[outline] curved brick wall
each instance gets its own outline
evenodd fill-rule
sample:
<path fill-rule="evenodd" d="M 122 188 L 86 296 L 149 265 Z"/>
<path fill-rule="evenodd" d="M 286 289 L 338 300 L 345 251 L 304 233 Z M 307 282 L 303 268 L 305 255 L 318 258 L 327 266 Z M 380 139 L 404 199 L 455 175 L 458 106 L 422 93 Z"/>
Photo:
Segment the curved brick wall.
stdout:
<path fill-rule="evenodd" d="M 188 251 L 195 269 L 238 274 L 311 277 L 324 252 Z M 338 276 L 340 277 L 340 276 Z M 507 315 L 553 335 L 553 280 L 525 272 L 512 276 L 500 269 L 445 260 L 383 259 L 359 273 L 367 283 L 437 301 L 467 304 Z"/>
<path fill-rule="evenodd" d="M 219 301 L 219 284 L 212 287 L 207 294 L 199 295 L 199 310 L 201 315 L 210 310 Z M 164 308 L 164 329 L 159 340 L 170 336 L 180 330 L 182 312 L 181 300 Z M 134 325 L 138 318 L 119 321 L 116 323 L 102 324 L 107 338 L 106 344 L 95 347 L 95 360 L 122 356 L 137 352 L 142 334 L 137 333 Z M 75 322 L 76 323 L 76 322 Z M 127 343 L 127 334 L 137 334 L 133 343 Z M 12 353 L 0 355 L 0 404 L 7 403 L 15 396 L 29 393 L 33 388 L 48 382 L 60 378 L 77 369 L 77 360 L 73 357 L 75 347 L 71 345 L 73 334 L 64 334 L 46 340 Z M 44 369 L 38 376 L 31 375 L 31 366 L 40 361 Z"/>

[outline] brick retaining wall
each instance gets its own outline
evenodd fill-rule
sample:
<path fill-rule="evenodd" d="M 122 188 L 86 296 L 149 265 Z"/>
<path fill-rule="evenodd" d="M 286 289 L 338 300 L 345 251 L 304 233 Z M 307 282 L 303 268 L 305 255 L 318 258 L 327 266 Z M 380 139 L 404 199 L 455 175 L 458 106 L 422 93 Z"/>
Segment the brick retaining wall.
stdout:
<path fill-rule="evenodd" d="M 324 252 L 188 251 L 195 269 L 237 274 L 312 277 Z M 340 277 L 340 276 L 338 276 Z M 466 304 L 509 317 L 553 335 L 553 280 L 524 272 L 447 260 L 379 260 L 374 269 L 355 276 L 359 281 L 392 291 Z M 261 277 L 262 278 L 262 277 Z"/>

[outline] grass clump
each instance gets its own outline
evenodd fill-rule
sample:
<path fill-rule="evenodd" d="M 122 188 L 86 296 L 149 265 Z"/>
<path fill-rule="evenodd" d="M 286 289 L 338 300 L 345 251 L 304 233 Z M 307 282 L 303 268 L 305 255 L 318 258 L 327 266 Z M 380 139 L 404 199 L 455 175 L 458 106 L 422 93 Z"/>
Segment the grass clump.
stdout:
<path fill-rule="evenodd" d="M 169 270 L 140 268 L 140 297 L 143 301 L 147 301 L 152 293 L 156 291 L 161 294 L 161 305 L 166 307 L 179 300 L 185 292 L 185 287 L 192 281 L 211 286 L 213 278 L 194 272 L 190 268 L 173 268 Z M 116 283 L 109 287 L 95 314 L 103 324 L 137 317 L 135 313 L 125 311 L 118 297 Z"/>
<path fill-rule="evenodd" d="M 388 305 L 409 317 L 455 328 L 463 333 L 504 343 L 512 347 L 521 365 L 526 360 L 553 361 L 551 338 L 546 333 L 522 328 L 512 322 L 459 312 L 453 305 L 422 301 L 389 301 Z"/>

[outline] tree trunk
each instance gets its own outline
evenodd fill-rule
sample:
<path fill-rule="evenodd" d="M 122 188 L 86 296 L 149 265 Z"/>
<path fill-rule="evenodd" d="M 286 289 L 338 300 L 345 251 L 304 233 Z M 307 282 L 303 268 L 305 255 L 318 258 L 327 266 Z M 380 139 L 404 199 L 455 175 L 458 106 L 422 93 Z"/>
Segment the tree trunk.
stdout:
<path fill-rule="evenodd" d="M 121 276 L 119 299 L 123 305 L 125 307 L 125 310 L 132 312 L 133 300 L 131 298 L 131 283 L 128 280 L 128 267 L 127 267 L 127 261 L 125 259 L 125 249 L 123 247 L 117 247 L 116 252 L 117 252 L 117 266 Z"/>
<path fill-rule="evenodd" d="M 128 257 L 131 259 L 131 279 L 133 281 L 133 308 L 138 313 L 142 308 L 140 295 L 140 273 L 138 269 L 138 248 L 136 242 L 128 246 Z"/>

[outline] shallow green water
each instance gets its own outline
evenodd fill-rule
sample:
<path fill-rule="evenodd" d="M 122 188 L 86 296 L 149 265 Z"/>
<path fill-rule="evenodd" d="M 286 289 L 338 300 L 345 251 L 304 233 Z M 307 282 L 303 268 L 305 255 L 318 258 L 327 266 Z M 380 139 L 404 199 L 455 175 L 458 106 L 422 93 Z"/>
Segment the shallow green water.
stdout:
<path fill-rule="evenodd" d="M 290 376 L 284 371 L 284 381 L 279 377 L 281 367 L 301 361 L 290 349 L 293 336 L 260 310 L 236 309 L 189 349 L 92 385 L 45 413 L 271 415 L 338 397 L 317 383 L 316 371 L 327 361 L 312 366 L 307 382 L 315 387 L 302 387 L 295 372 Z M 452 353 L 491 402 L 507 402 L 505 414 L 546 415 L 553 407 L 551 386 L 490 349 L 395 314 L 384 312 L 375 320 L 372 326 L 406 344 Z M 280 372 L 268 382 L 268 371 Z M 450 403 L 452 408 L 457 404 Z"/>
● ● ● ● ● ● ●
■ BRIEF ■
Rewrite every item above, replacing each occurrence of "instance" with "object" and leaving everything else unchanged.

■ RESULT ■
[outline] curved brick wall
each object gets its own outline
evenodd fill-rule
sample:
<path fill-rule="evenodd" d="M 122 188 L 86 296 L 149 265 Z"/>
<path fill-rule="evenodd" d="M 286 289 L 338 300 L 345 251 L 304 233 Z M 307 282 L 303 268 L 305 255 L 318 258 L 327 266 Z M 380 139 L 404 199 L 455 175 L 458 106 L 422 93 Z"/>
Photo:
Segment the curved brick wall.
stdout:
<path fill-rule="evenodd" d="M 188 251 L 195 269 L 238 274 L 311 277 L 324 252 Z M 338 276 L 340 277 L 340 276 Z M 507 315 L 553 335 L 553 280 L 525 272 L 512 276 L 500 269 L 445 260 L 383 259 L 359 273 L 367 283 L 437 301 L 467 304 Z"/>
<path fill-rule="evenodd" d="M 219 301 L 219 284 L 212 287 L 207 294 L 199 295 L 199 310 L 201 315 L 210 310 Z M 164 308 L 164 329 L 159 340 L 170 336 L 180 330 L 182 312 L 181 300 Z M 134 325 L 138 318 L 119 321 L 116 323 L 102 324 L 107 338 L 106 344 L 95 347 L 95 360 L 122 356 L 137 352 L 142 334 L 137 333 Z M 75 322 L 76 323 L 76 322 Z M 127 343 L 127 334 L 137 334 L 133 343 Z M 12 353 L 0 355 L 0 404 L 7 403 L 15 396 L 29 393 L 33 388 L 48 382 L 60 378 L 77 369 L 77 360 L 73 357 L 75 347 L 71 345 L 73 334 L 64 334 L 46 340 Z M 44 369 L 38 376 L 31 375 L 31 366 L 40 361 Z"/>

[outline] brick retaining wall
each object gets its own outline
evenodd fill-rule
sample:
<path fill-rule="evenodd" d="M 122 188 L 86 296 L 149 265 Z"/>
<path fill-rule="evenodd" d="M 286 289 L 338 300 L 345 251 L 304 233 Z M 307 282 L 303 268 L 305 255 L 318 258 L 327 266 Z M 380 139 L 404 199 L 455 175 L 458 106 L 422 93 Z"/>
Segment the brick retaining wall.
stdout:
<path fill-rule="evenodd" d="M 324 252 L 188 251 L 195 269 L 237 274 L 312 277 Z M 340 277 L 340 276 L 338 276 Z M 466 304 L 509 317 L 553 335 L 553 280 L 524 272 L 447 260 L 379 260 L 374 269 L 355 276 L 359 281 L 392 291 Z M 261 277 L 262 278 L 262 277 Z"/>

[outline] grass clump
each object gets its own outline
evenodd fill-rule
sample:
<path fill-rule="evenodd" d="M 122 188 L 86 296 L 149 265 Z"/>
<path fill-rule="evenodd" d="M 286 289 L 338 300 L 345 251 L 304 233 Z M 307 282 L 303 268 L 305 255 L 318 258 L 327 266 Z M 380 139 L 404 199 L 455 175 L 458 106 L 422 93 Z"/>
Segment the grass clump.
stdout:
<path fill-rule="evenodd" d="M 169 270 L 140 268 L 140 297 L 143 301 L 147 301 L 152 293 L 156 291 L 161 294 L 161 305 L 166 307 L 179 300 L 185 292 L 185 287 L 192 281 L 211 286 L 213 278 L 194 272 L 190 268 L 173 268 Z M 116 283 L 109 287 L 95 314 L 103 324 L 137 317 L 135 313 L 125 311 L 118 297 Z"/>
<path fill-rule="evenodd" d="M 388 305 L 409 317 L 455 328 L 463 333 L 504 343 L 512 347 L 521 365 L 526 360 L 553 361 L 551 338 L 546 333 L 522 328 L 512 322 L 459 312 L 453 305 L 422 301 L 389 301 Z"/>

[outline] tree trunk
each object gets its own outline
evenodd fill-rule
sample:
<path fill-rule="evenodd" d="M 122 188 L 86 296 L 149 265 Z"/>
<path fill-rule="evenodd" d="M 286 289 L 338 300 L 345 251 L 304 233 Z M 307 282 L 303 268 L 305 255 L 318 258 L 327 266 Z M 380 139 L 404 199 L 455 175 L 458 106 L 422 93 Z"/>
Segment the tree trunk.
stdout:
<path fill-rule="evenodd" d="M 121 276 L 119 299 L 123 305 L 125 307 L 125 310 L 132 312 L 133 300 L 131 298 L 131 283 L 128 280 L 128 267 L 127 267 L 127 261 L 125 259 L 125 249 L 123 247 L 117 247 L 116 252 L 117 252 L 117 266 Z"/>
<path fill-rule="evenodd" d="M 128 257 L 131 259 L 131 279 L 133 281 L 133 308 L 138 313 L 142 308 L 140 295 L 140 273 L 138 269 L 138 248 L 136 242 L 128 246 Z"/>

[outline] shallow green water
each object gets its own outline
evenodd fill-rule
sample:
<path fill-rule="evenodd" d="M 122 188 L 86 296 L 149 265 Z"/>
<path fill-rule="evenodd" d="M 286 289 L 338 300 L 345 251 L 304 233 Z M 307 282 L 303 268 L 305 255 L 318 258 L 327 266 Z M 380 139 L 404 199 L 455 175 L 458 106 L 422 93 Z"/>
Segment the shallow green water.
stdout:
<path fill-rule="evenodd" d="M 290 376 L 284 371 L 284 381 L 279 377 L 281 367 L 301 361 L 290 349 L 293 336 L 260 310 L 236 309 L 189 349 L 92 385 L 45 413 L 271 415 L 338 397 L 317 383 L 316 371 L 327 361 L 312 366 L 307 382 L 315 387 L 302 387 L 295 372 Z M 452 353 L 491 402 L 507 402 L 505 414 L 546 415 L 553 407 L 551 386 L 490 349 L 395 314 L 384 312 L 375 320 L 372 326 L 406 344 Z M 280 372 L 268 382 L 268 371 Z M 450 403 L 452 408 L 457 404 Z"/>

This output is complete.